- Data listing
-*-

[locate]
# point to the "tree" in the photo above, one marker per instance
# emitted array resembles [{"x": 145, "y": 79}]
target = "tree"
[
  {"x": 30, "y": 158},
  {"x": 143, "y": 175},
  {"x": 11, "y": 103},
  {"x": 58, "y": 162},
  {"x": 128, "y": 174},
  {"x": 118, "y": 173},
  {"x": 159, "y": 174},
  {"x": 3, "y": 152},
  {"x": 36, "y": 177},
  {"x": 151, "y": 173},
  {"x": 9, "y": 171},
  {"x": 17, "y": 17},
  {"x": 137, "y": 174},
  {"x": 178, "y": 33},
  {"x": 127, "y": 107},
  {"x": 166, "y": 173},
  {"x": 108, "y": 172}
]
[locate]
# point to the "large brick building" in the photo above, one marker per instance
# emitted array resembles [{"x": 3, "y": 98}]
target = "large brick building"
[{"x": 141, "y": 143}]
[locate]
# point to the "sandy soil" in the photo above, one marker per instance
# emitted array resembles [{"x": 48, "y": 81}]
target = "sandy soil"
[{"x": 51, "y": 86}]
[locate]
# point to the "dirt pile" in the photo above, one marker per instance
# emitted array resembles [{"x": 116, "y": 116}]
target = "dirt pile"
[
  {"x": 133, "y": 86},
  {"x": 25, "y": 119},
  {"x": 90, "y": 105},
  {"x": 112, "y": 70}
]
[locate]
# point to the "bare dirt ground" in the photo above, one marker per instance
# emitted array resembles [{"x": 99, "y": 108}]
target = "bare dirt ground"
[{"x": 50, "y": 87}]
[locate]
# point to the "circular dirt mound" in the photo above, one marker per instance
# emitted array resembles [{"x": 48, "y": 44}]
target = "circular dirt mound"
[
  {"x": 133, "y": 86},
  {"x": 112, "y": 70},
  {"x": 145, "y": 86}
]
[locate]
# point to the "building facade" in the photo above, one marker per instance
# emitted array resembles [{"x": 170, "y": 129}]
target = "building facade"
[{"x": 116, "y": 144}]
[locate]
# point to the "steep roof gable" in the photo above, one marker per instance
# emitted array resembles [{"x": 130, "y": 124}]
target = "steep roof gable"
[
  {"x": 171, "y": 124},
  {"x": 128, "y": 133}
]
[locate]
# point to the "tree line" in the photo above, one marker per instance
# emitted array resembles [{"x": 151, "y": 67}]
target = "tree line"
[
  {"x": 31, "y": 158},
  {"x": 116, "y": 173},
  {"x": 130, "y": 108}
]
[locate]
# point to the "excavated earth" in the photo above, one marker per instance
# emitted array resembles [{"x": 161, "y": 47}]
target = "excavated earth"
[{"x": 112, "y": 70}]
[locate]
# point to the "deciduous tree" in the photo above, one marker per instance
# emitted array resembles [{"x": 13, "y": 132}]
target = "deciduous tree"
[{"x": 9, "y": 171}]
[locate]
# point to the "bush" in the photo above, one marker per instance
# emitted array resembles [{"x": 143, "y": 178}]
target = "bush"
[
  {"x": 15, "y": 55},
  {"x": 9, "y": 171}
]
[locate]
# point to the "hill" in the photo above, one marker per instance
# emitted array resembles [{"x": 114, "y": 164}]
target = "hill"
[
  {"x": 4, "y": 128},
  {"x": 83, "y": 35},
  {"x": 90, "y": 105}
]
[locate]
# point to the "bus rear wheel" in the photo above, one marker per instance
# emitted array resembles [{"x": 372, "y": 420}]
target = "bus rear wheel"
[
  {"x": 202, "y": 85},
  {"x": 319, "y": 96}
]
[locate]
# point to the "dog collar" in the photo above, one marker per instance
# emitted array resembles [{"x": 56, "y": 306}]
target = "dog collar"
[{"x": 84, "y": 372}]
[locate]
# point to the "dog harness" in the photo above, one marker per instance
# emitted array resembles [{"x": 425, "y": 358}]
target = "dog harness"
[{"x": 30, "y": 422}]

-*-

- Try it
Each line of the data is to be written out again exactly.

- Result of this exercise
[locate]
# point to the "tree" in the photo above, one marker per instance
# emitted array resembles [{"x": 145, "y": 79}]
target = "tree"
[
  {"x": 30, "y": 158},
  {"x": 143, "y": 175},
  {"x": 11, "y": 103},
  {"x": 58, "y": 162},
  {"x": 128, "y": 174},
  {"x": 118, "y": 173},
  {"x": 159, "y": 174},
  {"x": 3, "y": 152},
  {"x": 36, "y": 177},
  {"x": 151, "y": 173},
  {"x": 9, "y": 171},
  {"x": 17, "y": 17},
  {"x": 137, "y": 174},
  {"x": 178, "y": 33},
  {"x": 127, "y": 107},
  {"x": 166, "y": 173},
  {"x": 108, "y": 172}
]
[locate]
# point to the "large brick building" in the photo above, one marker per instance
# emitted array resembles [{"x": 3, "y": 98}]
target = "large brick building"
[{"x": 141, "y": 143}]
[locate]
# point to the "sandy soil" in the photo above, one marker per instance
# emitted array resembles [{"x": 48, "y": 81}]
target = "sandy soil"
[{"x": 51, "y": 86}]
[locate]
# point to the "dirt pile" in the photo above, one marker per instance
# emitted array resembles [{"x": 116, "y": 116}]
target = "dirt pile"
[
  {"x": 133, "y": 86},
  {"x": 25, "y": 119},
  {"x": 90, "y": 105},
  {"x": 112, "y": 70}
]
[locate]
# point to the "bare dirt ground" in the photo above, one marker per instance
# emitted array resembles [{"x": 99, "y": 108}]
target = "bare dirt ground"
[{"x": 50, "y": 87}]
[locate]
# point to the "circular dirt mound" in the photo above, one marker per instance
# emitted array resembles [{"x": 48, "y": 44}]
target = "circular dirt mound"
[
  {"x": 133, "y": 86},
  {"x": 112, "y": 70},
  {"x": 145, "y": 86}
]
[locate]
# point to the "building facade" in the photo above, one marker per instance
# emitted array resembles [{"x": 170, "y": 129}]
target = "building facade"
[{"x": 116, "y": 144}]
[locate]
# point to the "steep roof gable" in the photo above, one marker per instance
# emitted array resembles [{"x": 130, "y": 124}]
target = "steep roof gable"
[
  {"x": 171, "y": 124},
  {"x": 128, "y": 133}
]
[locate]
# point to the "tree line" in the photo above, one marker per instance
# emitted array resembles [{"x": 151, "y": 67}]
target = "tree line"
[
  {"x": 31, "y": 158},
  {"x": 116, "y": 173},
  {"x": 130, "y": 108}
]
[locate]
# point to the "excavated earth" in the photo above, one marker per instance
# emitted array resembles [{"x": 161, "y": 47}]
target = "excavated earth"
[{"x": 112, "y": 70}]
[locate]
# point to the "deciduous tree" in the photo above, one marker per instance
# emitted array resembles [{"x": 13, "y": 132}]
target = "deciduous tree"
[{"x": 9, "y": 171}]
[locate]
# point to the "bush" in the photo above, one marker per instance
# emitted array resembles [{"x": 143, "y": 178}]
target = "bush"
[
  {"x": 15, "y": 55},
  {"x": 9, "y": 171}
]
[locate]
# point to the "hill" in the photo above, one marker per instance
# emitted array resembles [{"x": 114, "y": 164}]
target = "hill"
[
  {"x": 4, "y": 128},
  {"x": 83, "y": 35},
  {"x": 90, "y": 105}
]
[locate]
# point to the "bus rear wheel" in the photo above, one marker per instance
# emitted array resembles [{"x": 372, "y": 420}]
target = "bus rear wheel"
[
  {"x": 202, "y": 85},
  {"x": 319, "y": 96}
]
[locate]
# point to the "dog collar" in the photo above, one marker per instance
# emitted array resembles [{"x": 56, "y": 306}]
target = "dog collar"
[{"x": 84, "y": 372}]
[locate]
# point to the "dog harness" in the photo above, one marker per instance
# emitted array resembles [{"x": 425, "y": 358}]
target = "dog harness"
[{"x": 30, "y": 422}]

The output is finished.